» Trecho:

────────────────

Quanto à situação pandêmica, é sabido que o país vive o caos. É um verdadeiro flagelo a forma como parte das autoridades públicas vem enfrentado o problema, muitas delas tendo por base o negacionismo completo e a priorização à economia sobre a vida, como se existisse economia sem vida, ou como se a economia fosse um fim em si mesmo!
No Rio Grande do Sul o Governo atua de forma diversa. Busca ouvir não apenas seu corpo técnico mas também as ruas. É por isso que a decisão do Juiz Eugênio suspende a cogestão até que o Estado preste mais informações, pois que aquelas da live, isso em um tom de precaução, não lhe pareceram suficientes. O magistrado ponderou direito à vida e à saúde e a eficiência do distanciamento social sob os olhos da precaução, até que o Estado se explique.

────────────────

» Dados extraídos de uma coleção:

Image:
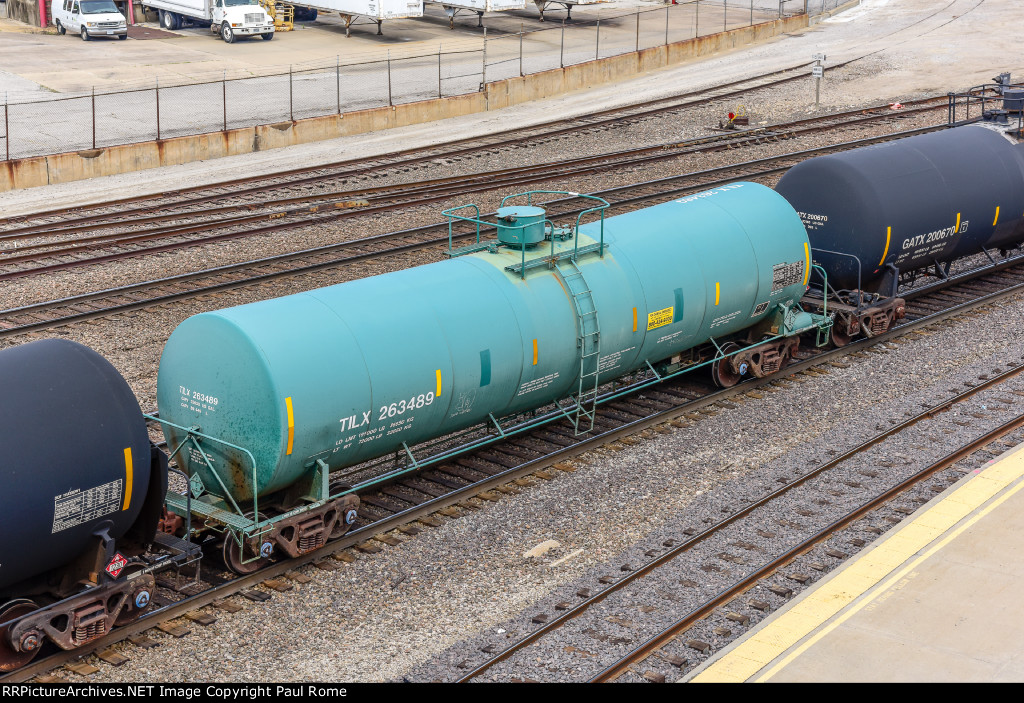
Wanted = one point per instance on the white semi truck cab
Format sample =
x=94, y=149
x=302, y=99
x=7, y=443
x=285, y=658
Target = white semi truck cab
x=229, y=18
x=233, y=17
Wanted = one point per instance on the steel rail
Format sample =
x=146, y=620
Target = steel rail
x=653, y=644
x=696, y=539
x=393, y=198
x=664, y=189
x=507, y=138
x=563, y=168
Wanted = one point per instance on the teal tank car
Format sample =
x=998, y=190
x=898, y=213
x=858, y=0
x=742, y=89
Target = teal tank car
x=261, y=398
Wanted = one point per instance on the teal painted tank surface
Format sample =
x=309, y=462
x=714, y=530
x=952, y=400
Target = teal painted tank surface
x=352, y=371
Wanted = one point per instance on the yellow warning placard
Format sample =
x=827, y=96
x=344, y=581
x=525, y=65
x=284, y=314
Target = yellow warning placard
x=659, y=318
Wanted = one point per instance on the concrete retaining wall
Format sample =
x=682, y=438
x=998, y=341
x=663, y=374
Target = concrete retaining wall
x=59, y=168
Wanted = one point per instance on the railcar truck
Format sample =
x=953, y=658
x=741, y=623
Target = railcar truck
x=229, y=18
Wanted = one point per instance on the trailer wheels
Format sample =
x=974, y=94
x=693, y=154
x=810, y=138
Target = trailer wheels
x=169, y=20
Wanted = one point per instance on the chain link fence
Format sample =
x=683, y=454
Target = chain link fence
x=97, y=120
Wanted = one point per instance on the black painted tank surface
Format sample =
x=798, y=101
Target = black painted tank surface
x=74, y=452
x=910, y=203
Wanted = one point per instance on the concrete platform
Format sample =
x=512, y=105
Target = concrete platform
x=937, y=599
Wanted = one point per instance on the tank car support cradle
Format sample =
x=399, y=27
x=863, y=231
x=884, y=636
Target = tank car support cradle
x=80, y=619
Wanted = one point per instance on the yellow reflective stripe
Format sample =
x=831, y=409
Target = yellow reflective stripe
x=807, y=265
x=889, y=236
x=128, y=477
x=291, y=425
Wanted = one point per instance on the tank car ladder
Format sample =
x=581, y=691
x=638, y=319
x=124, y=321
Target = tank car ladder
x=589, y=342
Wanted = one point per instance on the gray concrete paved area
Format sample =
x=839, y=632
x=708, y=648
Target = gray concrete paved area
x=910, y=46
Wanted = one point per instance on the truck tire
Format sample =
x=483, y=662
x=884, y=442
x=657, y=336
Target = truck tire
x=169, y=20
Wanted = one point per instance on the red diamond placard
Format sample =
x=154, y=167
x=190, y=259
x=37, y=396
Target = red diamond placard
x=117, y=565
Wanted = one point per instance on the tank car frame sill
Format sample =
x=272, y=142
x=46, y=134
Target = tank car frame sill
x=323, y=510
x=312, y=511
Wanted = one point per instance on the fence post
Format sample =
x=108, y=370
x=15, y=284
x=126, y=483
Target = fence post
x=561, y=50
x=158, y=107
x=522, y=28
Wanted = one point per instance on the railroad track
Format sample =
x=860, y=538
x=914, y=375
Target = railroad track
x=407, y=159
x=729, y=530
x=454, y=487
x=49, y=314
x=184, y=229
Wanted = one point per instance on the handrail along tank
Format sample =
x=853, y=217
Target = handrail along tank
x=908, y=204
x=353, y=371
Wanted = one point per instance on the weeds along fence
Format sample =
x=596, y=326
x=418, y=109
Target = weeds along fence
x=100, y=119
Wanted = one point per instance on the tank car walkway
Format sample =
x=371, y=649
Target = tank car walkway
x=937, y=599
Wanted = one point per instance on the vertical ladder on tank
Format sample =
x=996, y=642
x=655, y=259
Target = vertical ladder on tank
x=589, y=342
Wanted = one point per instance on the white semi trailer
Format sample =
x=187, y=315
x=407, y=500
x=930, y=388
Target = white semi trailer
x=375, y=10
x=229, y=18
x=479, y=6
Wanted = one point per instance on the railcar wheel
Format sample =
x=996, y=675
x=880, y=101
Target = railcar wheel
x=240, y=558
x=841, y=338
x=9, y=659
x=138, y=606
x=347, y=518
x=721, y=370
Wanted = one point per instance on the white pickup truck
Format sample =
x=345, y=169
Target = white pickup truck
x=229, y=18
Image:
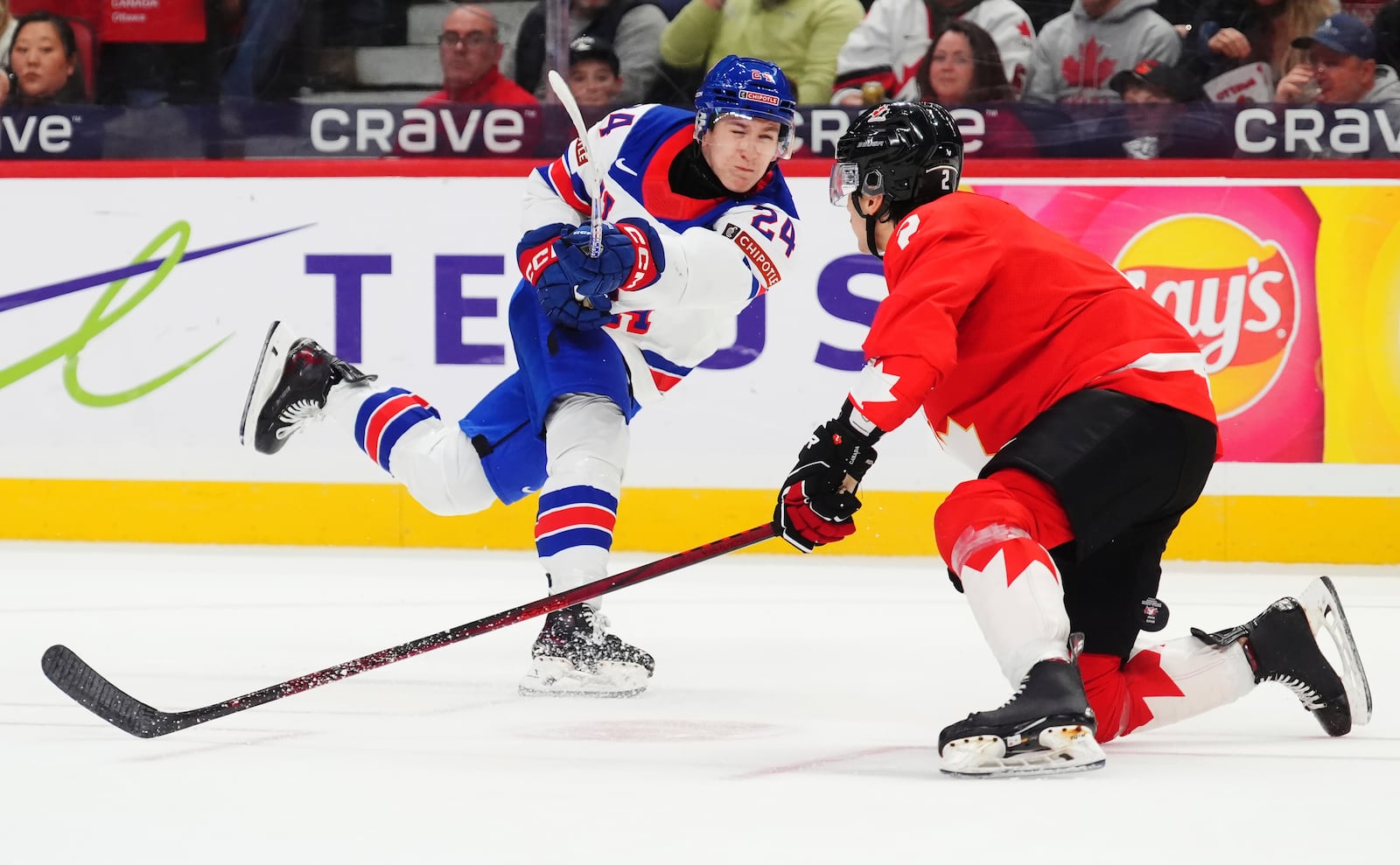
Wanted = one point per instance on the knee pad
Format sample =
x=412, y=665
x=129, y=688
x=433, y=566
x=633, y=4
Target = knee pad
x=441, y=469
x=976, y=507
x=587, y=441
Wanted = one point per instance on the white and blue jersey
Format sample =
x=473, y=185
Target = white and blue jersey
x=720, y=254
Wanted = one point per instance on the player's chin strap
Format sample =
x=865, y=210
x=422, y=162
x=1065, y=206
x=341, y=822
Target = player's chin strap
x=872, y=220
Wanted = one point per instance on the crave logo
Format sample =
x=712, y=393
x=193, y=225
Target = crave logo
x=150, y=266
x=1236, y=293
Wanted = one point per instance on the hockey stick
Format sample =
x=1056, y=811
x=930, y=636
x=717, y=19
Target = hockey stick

────────────────

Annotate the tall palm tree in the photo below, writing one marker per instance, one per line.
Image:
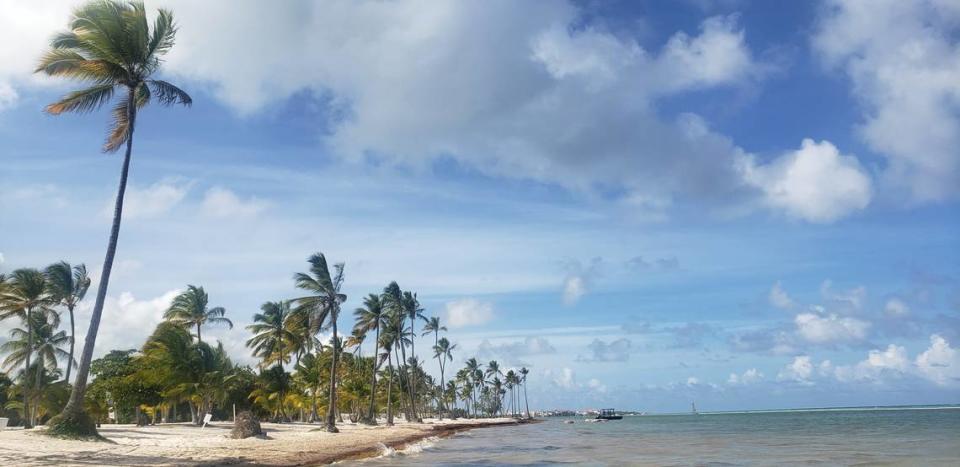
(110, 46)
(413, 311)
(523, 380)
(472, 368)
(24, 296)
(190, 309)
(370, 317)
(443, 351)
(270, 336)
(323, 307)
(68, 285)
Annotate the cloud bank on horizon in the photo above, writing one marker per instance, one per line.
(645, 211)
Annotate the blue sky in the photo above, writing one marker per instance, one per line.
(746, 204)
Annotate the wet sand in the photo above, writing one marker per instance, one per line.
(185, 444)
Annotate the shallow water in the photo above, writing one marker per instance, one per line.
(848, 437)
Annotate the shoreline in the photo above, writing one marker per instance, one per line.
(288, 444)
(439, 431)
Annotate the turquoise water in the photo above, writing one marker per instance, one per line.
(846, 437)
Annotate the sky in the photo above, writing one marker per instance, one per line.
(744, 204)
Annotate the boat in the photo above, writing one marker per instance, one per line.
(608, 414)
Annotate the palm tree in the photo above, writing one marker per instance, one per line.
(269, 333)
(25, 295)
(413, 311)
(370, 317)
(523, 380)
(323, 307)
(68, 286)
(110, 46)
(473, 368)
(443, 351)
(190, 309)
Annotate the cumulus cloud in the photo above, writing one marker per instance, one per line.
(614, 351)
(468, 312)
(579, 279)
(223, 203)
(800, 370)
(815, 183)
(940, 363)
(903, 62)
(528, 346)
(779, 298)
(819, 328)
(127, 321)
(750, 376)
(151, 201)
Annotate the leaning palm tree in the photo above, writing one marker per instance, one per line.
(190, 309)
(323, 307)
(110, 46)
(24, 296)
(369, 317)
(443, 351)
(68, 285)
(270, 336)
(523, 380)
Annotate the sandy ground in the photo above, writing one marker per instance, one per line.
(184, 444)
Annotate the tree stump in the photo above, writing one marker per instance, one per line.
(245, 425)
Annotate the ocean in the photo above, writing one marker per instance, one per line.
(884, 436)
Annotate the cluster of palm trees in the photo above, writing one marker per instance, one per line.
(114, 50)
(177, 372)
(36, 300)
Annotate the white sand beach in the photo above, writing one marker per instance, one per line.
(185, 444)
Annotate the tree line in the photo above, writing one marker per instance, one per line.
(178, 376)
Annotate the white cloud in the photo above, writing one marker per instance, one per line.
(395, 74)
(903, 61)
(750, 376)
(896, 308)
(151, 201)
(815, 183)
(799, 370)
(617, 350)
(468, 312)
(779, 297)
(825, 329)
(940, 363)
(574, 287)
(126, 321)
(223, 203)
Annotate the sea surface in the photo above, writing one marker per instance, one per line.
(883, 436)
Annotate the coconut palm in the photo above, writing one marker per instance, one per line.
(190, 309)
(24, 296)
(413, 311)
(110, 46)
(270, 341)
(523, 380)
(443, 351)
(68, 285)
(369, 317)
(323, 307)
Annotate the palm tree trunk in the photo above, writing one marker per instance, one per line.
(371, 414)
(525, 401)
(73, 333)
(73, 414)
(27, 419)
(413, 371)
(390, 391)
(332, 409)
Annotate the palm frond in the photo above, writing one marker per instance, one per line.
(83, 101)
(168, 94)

────────────────

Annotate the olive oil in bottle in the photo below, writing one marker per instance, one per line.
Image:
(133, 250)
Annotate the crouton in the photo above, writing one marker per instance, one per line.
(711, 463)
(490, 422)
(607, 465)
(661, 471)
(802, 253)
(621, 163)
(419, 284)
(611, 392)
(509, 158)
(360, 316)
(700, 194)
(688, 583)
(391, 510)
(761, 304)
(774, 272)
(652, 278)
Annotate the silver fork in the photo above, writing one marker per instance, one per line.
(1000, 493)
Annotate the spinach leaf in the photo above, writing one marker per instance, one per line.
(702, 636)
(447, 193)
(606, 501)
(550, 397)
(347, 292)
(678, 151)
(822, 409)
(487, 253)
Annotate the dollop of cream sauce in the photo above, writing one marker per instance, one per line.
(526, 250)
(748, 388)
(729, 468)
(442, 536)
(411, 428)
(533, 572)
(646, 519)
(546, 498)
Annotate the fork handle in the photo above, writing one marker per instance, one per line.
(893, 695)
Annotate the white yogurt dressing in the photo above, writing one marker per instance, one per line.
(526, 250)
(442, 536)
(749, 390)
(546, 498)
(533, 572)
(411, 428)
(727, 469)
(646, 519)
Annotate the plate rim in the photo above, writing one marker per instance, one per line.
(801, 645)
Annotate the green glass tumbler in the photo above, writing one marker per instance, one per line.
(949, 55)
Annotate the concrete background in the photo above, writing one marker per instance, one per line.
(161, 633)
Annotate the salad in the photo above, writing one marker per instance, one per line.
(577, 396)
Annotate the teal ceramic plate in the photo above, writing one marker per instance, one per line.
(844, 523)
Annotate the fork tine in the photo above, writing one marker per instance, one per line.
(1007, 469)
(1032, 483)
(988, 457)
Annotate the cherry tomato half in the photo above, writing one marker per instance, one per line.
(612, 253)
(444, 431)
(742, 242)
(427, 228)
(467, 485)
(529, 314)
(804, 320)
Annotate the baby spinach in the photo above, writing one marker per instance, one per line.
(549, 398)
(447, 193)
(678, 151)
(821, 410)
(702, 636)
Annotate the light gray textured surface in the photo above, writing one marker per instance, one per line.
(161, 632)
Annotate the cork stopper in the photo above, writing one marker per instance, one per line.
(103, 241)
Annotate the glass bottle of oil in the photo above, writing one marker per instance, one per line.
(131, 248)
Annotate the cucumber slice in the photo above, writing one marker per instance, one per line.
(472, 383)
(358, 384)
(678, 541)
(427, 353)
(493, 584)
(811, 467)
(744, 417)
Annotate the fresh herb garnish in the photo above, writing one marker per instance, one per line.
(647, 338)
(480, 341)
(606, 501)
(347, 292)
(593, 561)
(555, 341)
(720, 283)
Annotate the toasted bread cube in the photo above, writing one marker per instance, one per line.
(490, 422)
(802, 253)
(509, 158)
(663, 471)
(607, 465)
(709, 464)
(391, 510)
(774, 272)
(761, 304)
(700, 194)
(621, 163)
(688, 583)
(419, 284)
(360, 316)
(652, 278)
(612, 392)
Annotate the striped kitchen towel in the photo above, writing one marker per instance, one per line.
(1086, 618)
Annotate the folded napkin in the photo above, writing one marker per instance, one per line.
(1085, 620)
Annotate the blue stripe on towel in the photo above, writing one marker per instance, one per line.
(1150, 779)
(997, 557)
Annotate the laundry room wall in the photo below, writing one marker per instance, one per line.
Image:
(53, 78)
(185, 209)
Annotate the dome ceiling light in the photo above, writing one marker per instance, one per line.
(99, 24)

────────────────

» O que fazer:
Reproduza na íntegra o trecho sobre a pandemia e a decisão judicial no Rio Grande do Sul.

» Resultado da tarefa:
Quanto à situação pandêmica, é sabido que o país vive o caos. É um verdadeiro flagelo a forma como parte das autoridades públicas vem enfrentado o problema, muitas delas tendo por base o negacionismo completo e a priorização à economia sobre a vida, como se existisse economia sem vida, ou como se a economia fosse um fim em si mesmo!
No Rio Grande do Sul o Governo atua de forma diversa. Busca ouvir não apenas seu corpo técnico mas também as ruas. É por isso que a decisão do Juiz Eugênio suspende a cogestão até que o Estado preste mais informações, pois que aquelas da live, isso em um tom de precaução, não lhe pareceram suficientes. O magistrado ponderou direito à vida e à saúde e a eficiência do distanciamento social sob os olhos da precaução, até que o Estado se explique.